--- Tasks ---
[1] In the Elliott divorce opinion, why did the parties hold a second marriage ceremony in 1953? Answer in one to three sentences.
[2] Give a continuation of the Elliott divorce opinion, beginning after its final sentence.

** Selected passage follows **

Gwen ELLIOTT, Plaintiff and Respondent, v. Victor W. ELLIOTT, Defendant and Appellant.

Civ. 22882.

Decided: July 28, 1958

Wise, Kilpatrick & Pulley, Loyal C. Pulley, Long Beach, for appellant. Raymond C. Simpson, Frederik W. Chel, Long Beach, for respondent.

This appeal is from an interlocutory judgment granting a divorce on the ground of extreme cruelty to the wife and a divorce on the same ground to the husband on his cross-complaint. Custody of the two minor children was awarded to the wife and the husband was ordered to pay $200 per month as alimony and $80 per month for the support of each child. A partnership interest in a business known as Shrimp Processors was held to be community property in which the wife was awarded a one-half interest. She was also awarded the sum of $7,509.78 representing one-half of the community interest (accretion) in MacLean's Frozen Pies, Inc., and $1,438.88, representing one-half of the accretion to the husband's separate property, in the Royal Ice Cream Company. The judgment also gave her a one-half interest in an $18,000 promissory note owned by the husband, and in certain other property.

Mr. and Mrs. Elliott participated in a marriage ceremony at Las Vegas, Nevada, on December 8, 1950. Because of the invalidity of this marriage due to the wife's undissolved previous marriage, the parties remarried at Long Beach, California, on April 7, 1953. Plaintiff and defendant lived together, cohabited as spouses and conducted themselves as man and wife from and after December 8, 1950, to the date of the remarriage on April 7, 1953.

** End of Selected passage **
** Material shown follows **

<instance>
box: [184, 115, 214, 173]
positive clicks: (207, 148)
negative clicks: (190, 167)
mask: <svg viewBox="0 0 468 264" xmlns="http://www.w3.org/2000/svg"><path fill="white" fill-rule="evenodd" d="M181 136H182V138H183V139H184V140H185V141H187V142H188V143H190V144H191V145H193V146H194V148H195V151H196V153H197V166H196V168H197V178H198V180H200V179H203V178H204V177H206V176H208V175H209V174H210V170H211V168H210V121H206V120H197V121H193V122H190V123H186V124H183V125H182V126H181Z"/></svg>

** End of Material shown **
** Material shown follows **

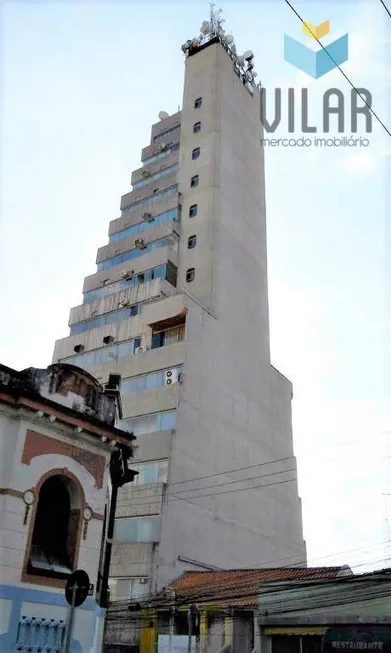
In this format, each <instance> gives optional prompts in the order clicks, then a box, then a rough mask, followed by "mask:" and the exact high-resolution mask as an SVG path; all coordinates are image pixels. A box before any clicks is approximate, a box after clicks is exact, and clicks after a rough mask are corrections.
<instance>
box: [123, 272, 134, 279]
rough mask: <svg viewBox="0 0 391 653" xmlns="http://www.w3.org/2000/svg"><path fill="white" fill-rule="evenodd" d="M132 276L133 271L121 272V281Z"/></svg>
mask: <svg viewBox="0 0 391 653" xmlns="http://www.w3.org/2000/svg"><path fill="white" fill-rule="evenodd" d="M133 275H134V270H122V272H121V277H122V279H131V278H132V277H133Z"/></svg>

** End of Material shown **

--- Answers provided ---
[1] The parties remarried because their December 8, 1950, ceremony in Las Vegas, Nevada, was invalid: the wife's previous marriage had not been dissolved. To correct this, they married again at Long Beach, California, on April 7, 1953.

[2]
Separation of the parties occurred on November 18, 1953, some seven months after their remarriage on April 7, 1953, and was preceded by an altercation. Although the parties did not thereafter reside in the same home, the husband continued to visit the wife every week or so and have intercourse with her until after the filing of her complaint for divorce.

The trial court found that both parties had been guilty of extreme cruelty. In respect to the allegations in the husband's cross-complaint that the wife had abandoned him and had committed adultery, the trial judge found these charges not true.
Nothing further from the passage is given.